Identify all lines in the data containing the string "task". Copy them out.

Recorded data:
********

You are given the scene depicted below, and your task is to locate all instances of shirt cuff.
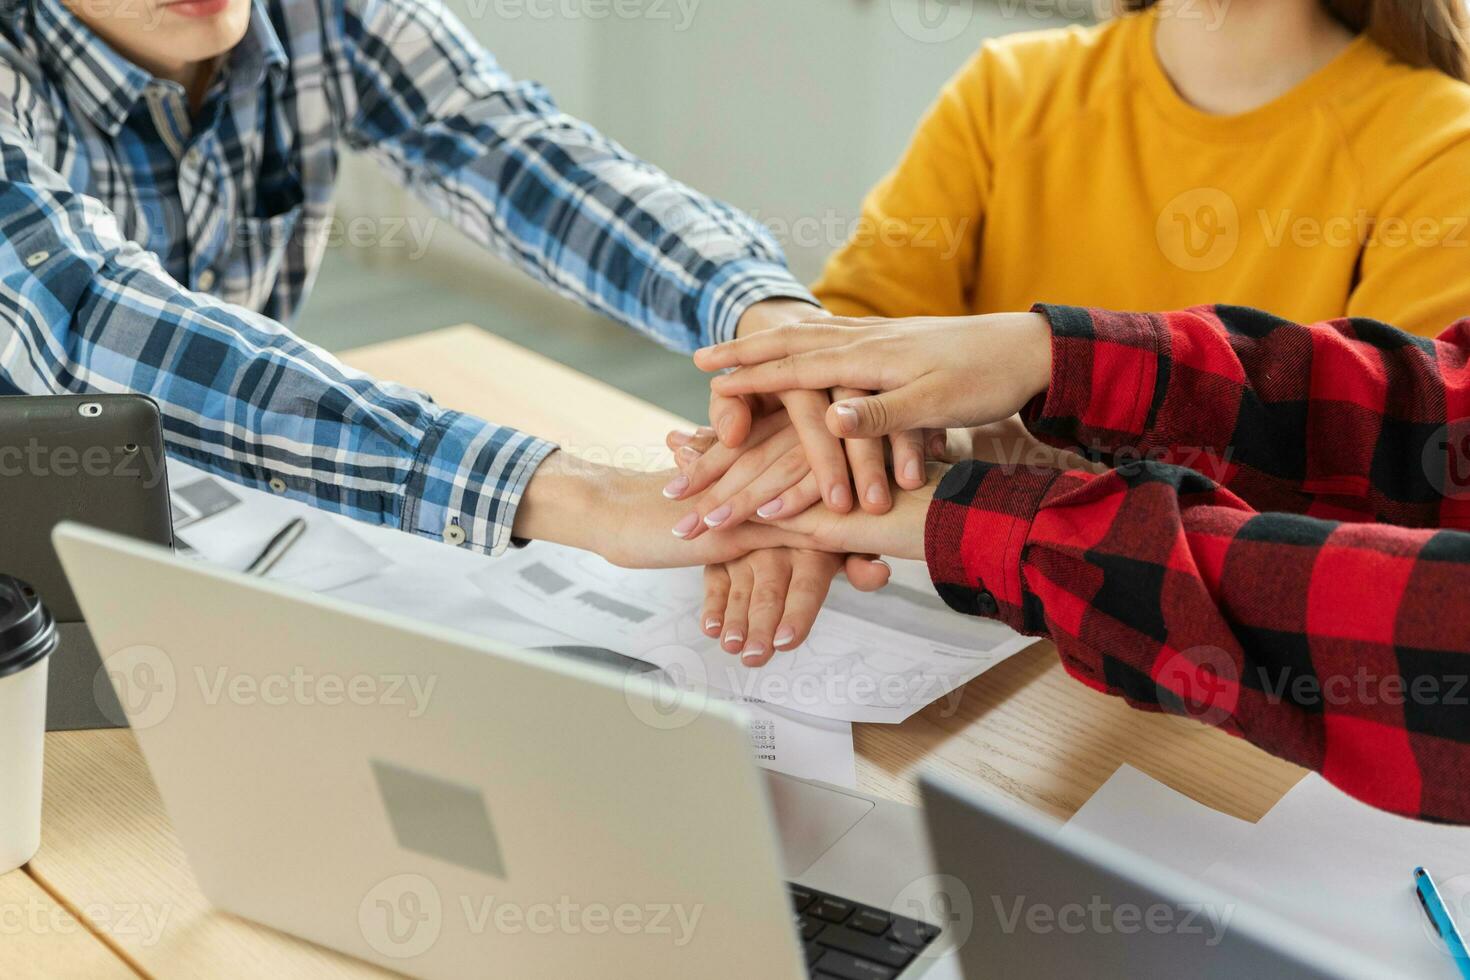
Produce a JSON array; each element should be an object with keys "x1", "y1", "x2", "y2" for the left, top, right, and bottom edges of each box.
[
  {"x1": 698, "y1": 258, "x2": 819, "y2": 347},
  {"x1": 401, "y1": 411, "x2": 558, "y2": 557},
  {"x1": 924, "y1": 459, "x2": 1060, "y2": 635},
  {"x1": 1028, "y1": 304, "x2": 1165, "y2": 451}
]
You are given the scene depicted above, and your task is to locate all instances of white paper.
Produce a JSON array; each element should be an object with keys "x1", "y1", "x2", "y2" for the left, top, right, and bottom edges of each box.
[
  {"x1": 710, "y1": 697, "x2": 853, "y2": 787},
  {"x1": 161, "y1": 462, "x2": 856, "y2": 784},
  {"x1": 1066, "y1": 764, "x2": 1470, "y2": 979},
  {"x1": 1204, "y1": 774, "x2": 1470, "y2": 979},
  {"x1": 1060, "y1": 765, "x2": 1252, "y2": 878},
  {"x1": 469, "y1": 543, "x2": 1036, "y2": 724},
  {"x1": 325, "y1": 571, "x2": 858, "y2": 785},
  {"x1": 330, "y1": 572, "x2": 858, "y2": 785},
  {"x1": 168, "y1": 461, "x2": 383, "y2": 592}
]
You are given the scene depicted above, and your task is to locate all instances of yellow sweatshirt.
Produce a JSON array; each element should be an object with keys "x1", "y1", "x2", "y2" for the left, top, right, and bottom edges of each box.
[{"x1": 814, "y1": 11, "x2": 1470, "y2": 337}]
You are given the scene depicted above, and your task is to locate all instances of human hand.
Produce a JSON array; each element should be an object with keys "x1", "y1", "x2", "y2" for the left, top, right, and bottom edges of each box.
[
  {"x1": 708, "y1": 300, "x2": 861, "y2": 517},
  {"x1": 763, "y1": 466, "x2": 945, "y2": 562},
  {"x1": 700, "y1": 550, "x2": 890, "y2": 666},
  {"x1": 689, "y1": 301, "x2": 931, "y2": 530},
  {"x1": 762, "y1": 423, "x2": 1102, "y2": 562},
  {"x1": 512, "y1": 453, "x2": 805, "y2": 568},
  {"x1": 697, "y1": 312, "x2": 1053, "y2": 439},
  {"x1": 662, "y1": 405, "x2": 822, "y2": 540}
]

********

- _OUTPUT_
You are given the scene depicted below, and your task is to locate all instances of shirt cuff.
You are given the scene depicted above, and your task is to locate all instances of white paper.
You are given the scene depicted above, and your task is to locate all instances of yellow sweatshirt.
You are given the scene depicted above, and your task is to locate all instances of human hand.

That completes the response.